**PASSAGE**
■ ■ ■ ■
This is in fact the case. No pre-Constantinian Christians can be demonstrated to have mentioned the Christian veneration of images.

Objections to the Case Against Icons

I’ve moved the bulk of the pro-iconodulia arguments to another article that is specifically for objections. They are organized by category.

I wanted to move them there because the quality of many of them was low enough that it distracted from the main points I make and made these articles very tedious reading. This way, if you are looking for responses to specific objections, you know where to get them; if not, you won’t be burdened by lengthy rebuttals to mainly insignificant points. The objections that are more viable or are objections to specific evidences that I use remain inline in these articles.

Assessing the Early Christian Evidence

So far, I’ve shown that many prominent Christians before 313 did not consider the veneration of images to be a legitimate Christian practice. This includes those considered to be saints by the Eastern Orthodox: Athenagorus, Methodius, Irenaeus, Hippolytus, and Justin Martyr. It also includes other Christian leaders or apologists: Clement of Alexandria, Arnobius, Aristides of Athens, Origen, Lactantius, and Minucius Felix.

The evidence-based argument for iconodulia, on the other hand, cannot name a single Christian leader before 313 who considered the veneration of images to be a legitimate Christian practice. The evidence that is offered is very tenuous, and mostly spurious or anonymous.

I may be missing something, but I have yet to find a single pre-Constantinian church leader who believed iconodulia to be a legitimate Christian practice. However, there is quite good evidence to the contrary—that before 313, Christian leaders did not consider the veneration of images to be a legitimate Christian practice. The reasonable conclusion is that, by making iconodulia an essential aspect of the faith, Eastern Orthodoxy has departed from the apostolic faith.

Icons Are Not “everywhere, always, and by all”

There may be just the slightest room for doubt that, before 313, the veneration of all images was condemned everywhere, always, and by all. However, no impartial student of history, after studying this, can conclude that it was believed everywhere, always, and by all. Thus, the Second Council of Nicaea was wrong in declaring iconodulia to be the ancient Christian practice.

Thus, any Eastern Orthodox person who wants to be consistent must give up the claim that the Orthodox believe what was taught everywhere, always, and by all, or they must give up iconodulia.
■ ■ ■ ■
**DATASET EXTRACT**
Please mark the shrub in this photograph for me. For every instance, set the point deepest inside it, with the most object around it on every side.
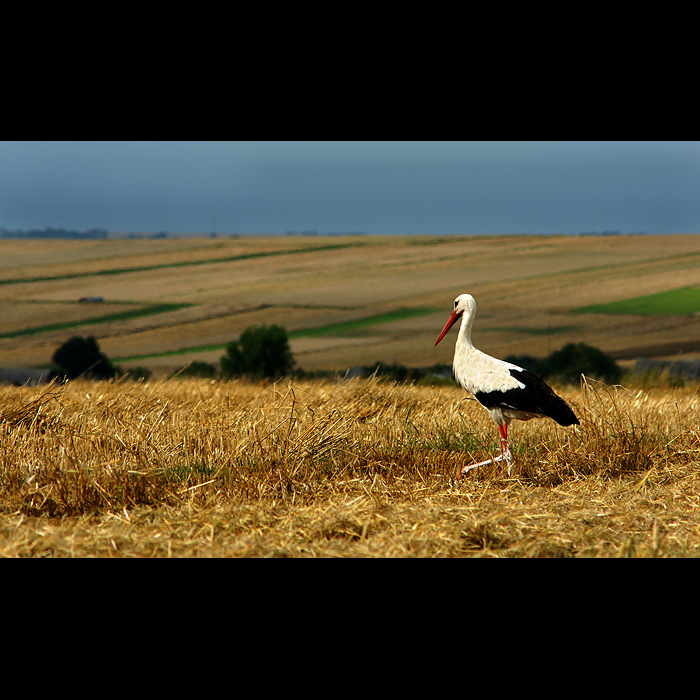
(568, 363)
(260, 352)
(82, 357)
■ ■ ■ ■
**REQUIRED ACTIONS**
1/ From the essay on icon veneration in the early church, copy the passage starting with "The evidence-based argument" and going on through "spurious or anonymous.".
2/ Extend the essay on icon veneration in the early church beyond its final sentence.

**IN RESPONSE**
1/
The evidence-based argument for iconodulia, on the other hand, cannot name a single Christian leader before 313 who considered the veneration of images to be a legitimate Christian practice. The evidence that is offered is very tenuous, and mostly spurious or anonymous.

2/
The Eastern Orthodox Church must either cease to recognize that council as ecumenical and therefore binding, or it must recognize that councils, even after over a millennium-long consensus of acceptance, can be wrong. Alternatively, they could embrace a theology of development of doctrine like the Roman Catholic Church does (even though development of doctrine is itself counter to the apostolic faith).

Early Church Fathers did Not Venerate Icons

Whose interpretation is more likely? That there was always veneration of images, but for hundreds of years it wasn’t mentioned and similar practices were unilaterally criticized, or that there wasn’t veneration of images, then an era of change happened, and then Christians began to venerate images? Since we have an explanation for how the veneration of images could have developed from nonveneration, and since we have reason to think that similar developments would and did occur, I think the second is more likely.

I conclude that the consensus of the fathers is that iconodulia is not a Christian practice. The Eastern Orthodox Church has changed one of the apostolic traditions.

My next post discusses some arguments that the Eastern Orthodox and others use in order to maintain their beliefs, in spite of the strong evidence presented above.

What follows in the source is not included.